--- DOCUMENT TEXT ---
• • • • • • •
But will curiosity be enough to quench her thirst for my blood and my impulse to kill her before she strikes?

my review

I admit that when I accepted this for review, I did not realize it was 500+ pages long. If I had, I 100% would not have accepted it. Not only because I wasn’t really in a position to want to commit to 500+ pages, but also because 500+ pages is well outside the genre standard for PNR/UF. And, while not without exception, that’s because PNR/UF plots don’t usually support 500+ pages. That’s epic fantasy territory, not PNR/UF. Had I noticed the page count, I would have felt something rotten in the state of Denmark before I even touch a page.

And true to the norm, at 510 pages this book is FAR too long. I’m talking probably twice as long as need be. I’d say it should be split in two, but that infers that there is enough plot here to carry two 250+ page books, and there isn’t. (There’s barely enough for one!) Instead, I’ll say that half—a full 200-250 pages of this book—is chaff. It just plain needs to be cut. The whole excursion to visit Lily serves no purpose to the plot. Valentine making eyes and friends with Maya is extraneous. In fact, every scene with Valentine at work—with or without Maya—could be cut as not pertinent. Far too many side characters are given history, considering they do almost nothing but cook and eat during the course of the book. None of this excess is neutral. It all dilutes the already thin plot until what is left feels random, disconnected, and all but plot-less.

There are also too many references to things that aren’t expanded on. It made it feel certain there must be another book somewhere, though, as far as I know, there isn’t. Too many characters randomly introduced, even very late into the story.
• • • • • • •
--- TASKS ---
A. According to the book review, how many pages long is the book?
B. Carry the book review on from its last sentence.
You won't need the lines after the book review.

--- SOURCE MATERIAL ---
• • • • • • •
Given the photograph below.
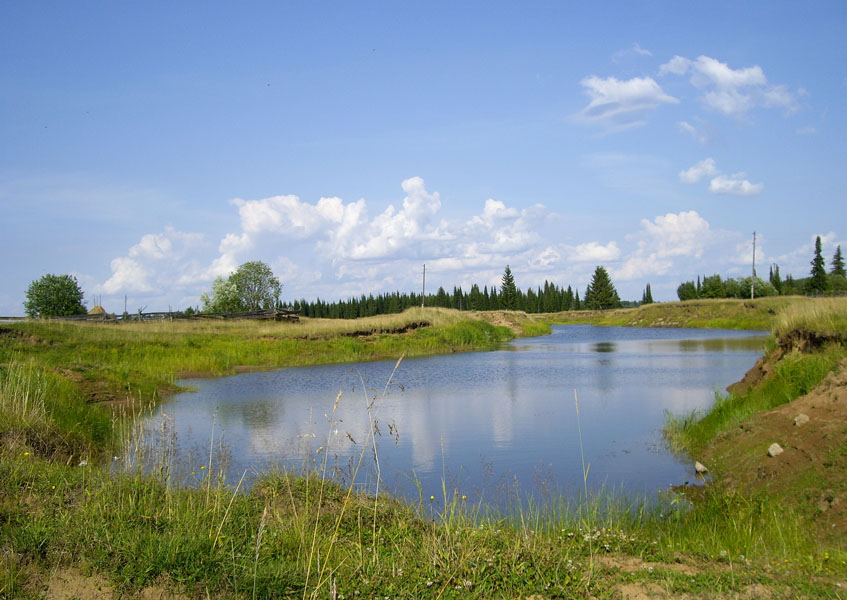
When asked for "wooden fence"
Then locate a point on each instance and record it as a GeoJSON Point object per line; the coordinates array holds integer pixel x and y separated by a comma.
• • • • • • •
--- ANSWERS TO THE PROBLEMS ---
A. 510 pages.

B.
The story has promise and if it had been given to a ruthless content editor with a scalpel, it could have been something worth reading. Instead, it feels like it’s written by a teen. A teen with a firm grasp of grammar and syntax, true, but a teen all the same. (I’m not saying it was. I don’t know anything about Kallan. I’m just saying it feels that way as a descriptor.) It’s in the shallow use of villainy, the frequent use of sexual assault, misogyny, and lasciviousness to signal evil or even just badness, the characters with a single emotional note, the Whedon-esque banter, the unsupportable wealth and technology of the fae had, etc.

Honestly, I would have DNFed it if I hadn’t accepted if for review.

I did appreciate the diversity (racial and sexual) of the cast (including two bi/pan-sexual main characters) and, as I said, the writing itself wasn’t all that bad. There’s some odd use of language, dodgy phrases, and the dialogue gets pretty clunky and stiff at times. Plus, the editing starts to flag in the last half—especially in terms of missing words, and in/on being confused. But the writing itself is readable.

All of the above is obviously just my opinion. Other people have given this book 5 stars. So, I suppose the best thing to do is decide where your own line and tolerance for such things lie and read the book or not.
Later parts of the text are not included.